**EXTRACT**
□ □ □ □ □

As hospital tests revealed the next day, both the coffee and
the orange juice had been laced with an anti-anxiety tranquilliser, of the
benzodiazepine variety.
Tests on a urine sample at Milan’s Policlinico hospital
showed the girl had more than four times the recommended dosage of the
tranquilliser in her system.
Di Fazio is alleged to have undressed the girl, photographed
her half-naked and then abused her. Sometime after midnight, his driver then
left the still drowsy student home.
The next day she woke up in the early afternoon, still
feeling dazed and still wearing her clothes from the night before.
Both the information about the student’s movements,
substantiated by her smartwatch, and the hospital analysis seemed to confirm
her story.
When police subsequently raided Di Fazio’s apartment, they
not only found two small bottles of the benzodiazepine tranquilliser but also
54 photos of naked women, including student ‘X’, saved on two smartphones.
All the photos appear to have been taken in his apartment,
with the same floor tiles, bed cover and sofa providing the background, clearly
suggesting Di Fazio is a serial abuser.
When police then appealed to women who might have
“encountered” Di Fazio to come forward, at least six responded.
All told similar stories: the false work interview, the
coffee in the apartment, the laced drinks.
However, for at least one young woman it was even worse as
Di Fazio imprisoned her for almost a month, during which she was continually
drugged.
Police now suspect Di Fazio’s entrapment abuse of women
might have gone on for over a decade and probably focussed exclusively on women
living alone — such as the student, who was “re-accompanied” to her flat where
there was no one to help her.

□ □ □ □ □

**RECORDS PROVIDED**
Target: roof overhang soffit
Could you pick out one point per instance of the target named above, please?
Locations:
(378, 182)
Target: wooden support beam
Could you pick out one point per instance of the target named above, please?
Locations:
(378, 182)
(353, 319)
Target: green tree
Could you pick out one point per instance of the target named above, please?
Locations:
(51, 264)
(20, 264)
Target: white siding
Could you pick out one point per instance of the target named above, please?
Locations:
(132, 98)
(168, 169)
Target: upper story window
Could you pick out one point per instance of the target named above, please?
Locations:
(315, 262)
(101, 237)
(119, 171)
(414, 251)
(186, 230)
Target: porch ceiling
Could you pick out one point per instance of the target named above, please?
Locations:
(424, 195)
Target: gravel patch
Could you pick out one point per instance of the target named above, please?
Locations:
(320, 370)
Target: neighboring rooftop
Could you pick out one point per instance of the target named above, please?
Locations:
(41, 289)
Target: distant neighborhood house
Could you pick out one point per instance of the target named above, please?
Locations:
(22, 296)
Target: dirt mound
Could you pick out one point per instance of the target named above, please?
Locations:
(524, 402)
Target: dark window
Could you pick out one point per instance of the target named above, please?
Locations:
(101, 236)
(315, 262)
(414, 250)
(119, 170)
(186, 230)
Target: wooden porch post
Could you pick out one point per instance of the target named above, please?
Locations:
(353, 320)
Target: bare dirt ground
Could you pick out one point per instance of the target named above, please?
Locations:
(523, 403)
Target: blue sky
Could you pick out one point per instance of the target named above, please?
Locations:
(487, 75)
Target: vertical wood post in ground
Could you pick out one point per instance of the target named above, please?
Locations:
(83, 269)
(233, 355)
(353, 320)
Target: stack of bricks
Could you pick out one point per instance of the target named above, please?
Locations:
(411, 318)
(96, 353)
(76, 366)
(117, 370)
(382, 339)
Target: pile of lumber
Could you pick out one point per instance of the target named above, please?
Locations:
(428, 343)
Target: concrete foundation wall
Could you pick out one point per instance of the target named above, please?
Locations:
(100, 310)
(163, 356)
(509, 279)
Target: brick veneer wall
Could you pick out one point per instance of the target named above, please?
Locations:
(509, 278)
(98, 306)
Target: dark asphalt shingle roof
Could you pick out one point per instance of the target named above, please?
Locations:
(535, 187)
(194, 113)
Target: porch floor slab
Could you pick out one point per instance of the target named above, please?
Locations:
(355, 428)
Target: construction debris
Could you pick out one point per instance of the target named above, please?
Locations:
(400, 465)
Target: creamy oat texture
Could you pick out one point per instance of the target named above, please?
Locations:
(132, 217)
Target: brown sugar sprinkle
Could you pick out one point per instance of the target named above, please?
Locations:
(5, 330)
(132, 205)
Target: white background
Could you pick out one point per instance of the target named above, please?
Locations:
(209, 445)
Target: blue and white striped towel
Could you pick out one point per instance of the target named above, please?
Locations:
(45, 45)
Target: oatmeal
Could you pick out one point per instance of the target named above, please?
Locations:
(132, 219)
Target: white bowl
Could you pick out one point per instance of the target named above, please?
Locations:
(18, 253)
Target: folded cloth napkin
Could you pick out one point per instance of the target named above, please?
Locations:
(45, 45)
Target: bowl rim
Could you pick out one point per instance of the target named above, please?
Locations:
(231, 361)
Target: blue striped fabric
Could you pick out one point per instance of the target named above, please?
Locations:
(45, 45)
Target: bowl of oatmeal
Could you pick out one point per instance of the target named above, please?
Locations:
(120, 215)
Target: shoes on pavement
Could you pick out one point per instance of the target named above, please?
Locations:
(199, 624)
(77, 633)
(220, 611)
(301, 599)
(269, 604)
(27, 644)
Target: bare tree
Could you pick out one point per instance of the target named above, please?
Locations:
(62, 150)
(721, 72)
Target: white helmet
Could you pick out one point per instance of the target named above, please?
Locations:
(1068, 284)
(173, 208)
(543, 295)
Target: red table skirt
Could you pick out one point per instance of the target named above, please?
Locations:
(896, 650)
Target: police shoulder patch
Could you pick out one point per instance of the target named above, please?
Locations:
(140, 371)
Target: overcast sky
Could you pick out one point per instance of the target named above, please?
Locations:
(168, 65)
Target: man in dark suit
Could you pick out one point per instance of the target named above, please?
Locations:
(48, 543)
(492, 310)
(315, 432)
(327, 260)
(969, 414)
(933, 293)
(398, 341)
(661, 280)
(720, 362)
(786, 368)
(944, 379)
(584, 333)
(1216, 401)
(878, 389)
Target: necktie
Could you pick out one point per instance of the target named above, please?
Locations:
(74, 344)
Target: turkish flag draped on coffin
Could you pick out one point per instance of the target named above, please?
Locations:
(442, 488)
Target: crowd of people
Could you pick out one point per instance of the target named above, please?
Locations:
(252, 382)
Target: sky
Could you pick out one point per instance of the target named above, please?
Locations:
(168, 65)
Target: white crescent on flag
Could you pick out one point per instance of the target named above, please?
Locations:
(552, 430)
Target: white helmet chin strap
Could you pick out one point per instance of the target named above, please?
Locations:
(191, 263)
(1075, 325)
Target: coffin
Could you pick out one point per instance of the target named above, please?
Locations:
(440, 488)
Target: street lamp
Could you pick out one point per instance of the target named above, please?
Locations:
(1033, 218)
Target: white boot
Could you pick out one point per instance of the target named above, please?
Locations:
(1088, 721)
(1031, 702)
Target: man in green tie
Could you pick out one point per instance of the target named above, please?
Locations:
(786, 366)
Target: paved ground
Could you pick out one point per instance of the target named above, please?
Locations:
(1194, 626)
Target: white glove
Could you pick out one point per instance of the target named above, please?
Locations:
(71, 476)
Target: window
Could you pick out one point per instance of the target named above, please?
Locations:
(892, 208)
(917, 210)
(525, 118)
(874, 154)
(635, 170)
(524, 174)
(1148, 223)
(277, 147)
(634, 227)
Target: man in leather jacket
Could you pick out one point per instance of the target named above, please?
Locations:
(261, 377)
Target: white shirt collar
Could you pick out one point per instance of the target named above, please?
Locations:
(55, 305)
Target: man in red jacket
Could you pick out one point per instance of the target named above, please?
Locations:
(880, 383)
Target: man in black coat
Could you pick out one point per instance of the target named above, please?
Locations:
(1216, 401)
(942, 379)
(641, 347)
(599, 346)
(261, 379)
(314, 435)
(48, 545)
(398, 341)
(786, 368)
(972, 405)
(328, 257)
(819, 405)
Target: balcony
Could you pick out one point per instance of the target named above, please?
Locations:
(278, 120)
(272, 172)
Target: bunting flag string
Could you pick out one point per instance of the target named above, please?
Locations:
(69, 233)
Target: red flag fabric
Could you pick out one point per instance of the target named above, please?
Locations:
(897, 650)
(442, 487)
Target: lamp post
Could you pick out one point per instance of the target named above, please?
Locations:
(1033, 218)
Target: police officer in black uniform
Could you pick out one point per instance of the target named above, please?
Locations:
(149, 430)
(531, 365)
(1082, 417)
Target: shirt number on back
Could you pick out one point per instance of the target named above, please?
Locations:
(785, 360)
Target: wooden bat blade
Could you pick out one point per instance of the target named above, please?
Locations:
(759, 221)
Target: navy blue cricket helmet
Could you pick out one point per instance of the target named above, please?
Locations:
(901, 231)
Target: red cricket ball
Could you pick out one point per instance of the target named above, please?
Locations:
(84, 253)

□ □ □ □ □

**WHAT TO DO**
(a) In the extract about the Di Fazio case, how many women responded when police appealed to those who might have "encountered" him?
(b) From the extract about the Di Fazio case, reproduce the passage that opens with the words containing "When police subsequently" and closes with "on two smartphones.".

**RESPONSES FOR EACH TASK**
(a) At least six women responded.

(b)
When police subsequently raided Di Fazio’s apartment, they
not only found two small bottles of the benzodiazepine tranquilliser but also
54 photos of naked women, including student ‘X’, saved on two smartphones.